TASK TO CARRY OUT:
Print each of the entries exactly, leaving nothing out.

── DATASET RECORDS ──

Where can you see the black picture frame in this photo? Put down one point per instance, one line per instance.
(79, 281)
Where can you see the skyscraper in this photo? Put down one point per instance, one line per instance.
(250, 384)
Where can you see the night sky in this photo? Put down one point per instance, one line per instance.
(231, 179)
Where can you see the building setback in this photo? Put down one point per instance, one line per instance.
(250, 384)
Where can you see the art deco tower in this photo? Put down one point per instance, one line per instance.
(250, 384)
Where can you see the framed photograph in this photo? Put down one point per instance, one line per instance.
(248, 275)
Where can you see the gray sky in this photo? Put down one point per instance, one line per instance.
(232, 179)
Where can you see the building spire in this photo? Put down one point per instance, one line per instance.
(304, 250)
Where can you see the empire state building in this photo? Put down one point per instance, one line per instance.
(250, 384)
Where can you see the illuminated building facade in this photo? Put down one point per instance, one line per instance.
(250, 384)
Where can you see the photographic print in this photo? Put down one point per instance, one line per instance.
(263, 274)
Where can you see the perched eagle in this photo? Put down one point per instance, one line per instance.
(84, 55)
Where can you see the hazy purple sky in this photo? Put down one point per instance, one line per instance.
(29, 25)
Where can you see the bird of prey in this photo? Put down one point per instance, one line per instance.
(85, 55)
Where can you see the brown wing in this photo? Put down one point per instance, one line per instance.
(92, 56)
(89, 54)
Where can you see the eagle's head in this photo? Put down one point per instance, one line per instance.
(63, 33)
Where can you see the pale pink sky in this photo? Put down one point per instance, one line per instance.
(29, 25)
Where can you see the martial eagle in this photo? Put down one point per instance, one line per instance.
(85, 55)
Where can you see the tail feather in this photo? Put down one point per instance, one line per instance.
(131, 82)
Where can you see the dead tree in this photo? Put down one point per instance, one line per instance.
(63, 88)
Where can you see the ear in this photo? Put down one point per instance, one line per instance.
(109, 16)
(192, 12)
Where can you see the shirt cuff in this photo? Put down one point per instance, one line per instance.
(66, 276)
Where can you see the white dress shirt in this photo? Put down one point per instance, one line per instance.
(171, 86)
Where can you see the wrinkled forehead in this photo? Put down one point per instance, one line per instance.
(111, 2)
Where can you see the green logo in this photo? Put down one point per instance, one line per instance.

───

ANSWER TO THE PROBLEM:
Where can you see the black picture frame in this photo? Put down one point per instance, one line per instance.
(79, 281)
Where can you see the skyscraper in this photo? Put down one point per instance, one line per instance.
(250, 384)
Where can you see the night sky in this photo? Put down one point per instance, one line per instance.
(231, 179)
Where can you see the building setback in this photo? Put down one point per instance, one line per instance.
(250, 384)
Where can you see the art deco tower in this photo? Put down one point per instance, one line per instance.
(250, 384)
Where can you see the framed photograph in this photo? Put down one point per instance, one line per instance.
(248, 275)
Where can you see the gray sky in this photo? Put down one point per instance, one line per instance.
(232, 179)
Where can you see the building spire in this photo? Put down one point per instance, one line per instance.
(304, 250)
Where can you see the empire state building in this photo? Put down one point per instance, one line per instance.
(250, 384)
Where can you see the illuminated building facade in this photo? Put down one point per instance, one line per instance.
(250, 384)
Where can you see the photographic print in this photo? Put down one point per instance, one line per instance.
(263, 274)
Where can you see the perched eagle in this photo? Put down one point per instance, one line per instance.
(84, 55)
Where can you see the hazy purple sky in this photo? Put down one point per instance, one line per instance.
(29, 25)
Where can you see the bird of prey in this photo? Put down one point per instance, one line per instance.
(85, 55)
Where can you see the brown wing in this photo? Put down one point per instance, one line per instance.
(92, 56)
(89, 54)
Where can you see the eagle's head in this photo? Put down one point per instance, one line per instance.
(63, 33)
Where can you see the pale pink sky in this photo? Put down one point per instance, one line per instance.
(29, 25)
Where can you see the martial eagle in this photo? Put down one point per instance, one line per instance.
(85, 55)
Where can you see the tail feather in this photo? Put down one point per instance, one line per instance.
(131, 82)
Where can you see the dead tree in this photo? Put down one point per instance, one line per instance.
(63, 88)
Where can you see the ear in this photo? Put down one point per instance, one line per instance.
(109, 16)
(192, 12)
Where can you see the shirt cuff in this photo? Put down one point per instance, one line per instance.
(66, 276)
Where can you see the white dress shirt in this photo? Put down one point per instance, one line per instance.
(171, 86)
Where can you see the wrinkled forehead in this photo? Put down one point per instance, one line per instance.
(111, 2)
Where can you see the green logo in this photo? Put down one point per instance, one line per instance.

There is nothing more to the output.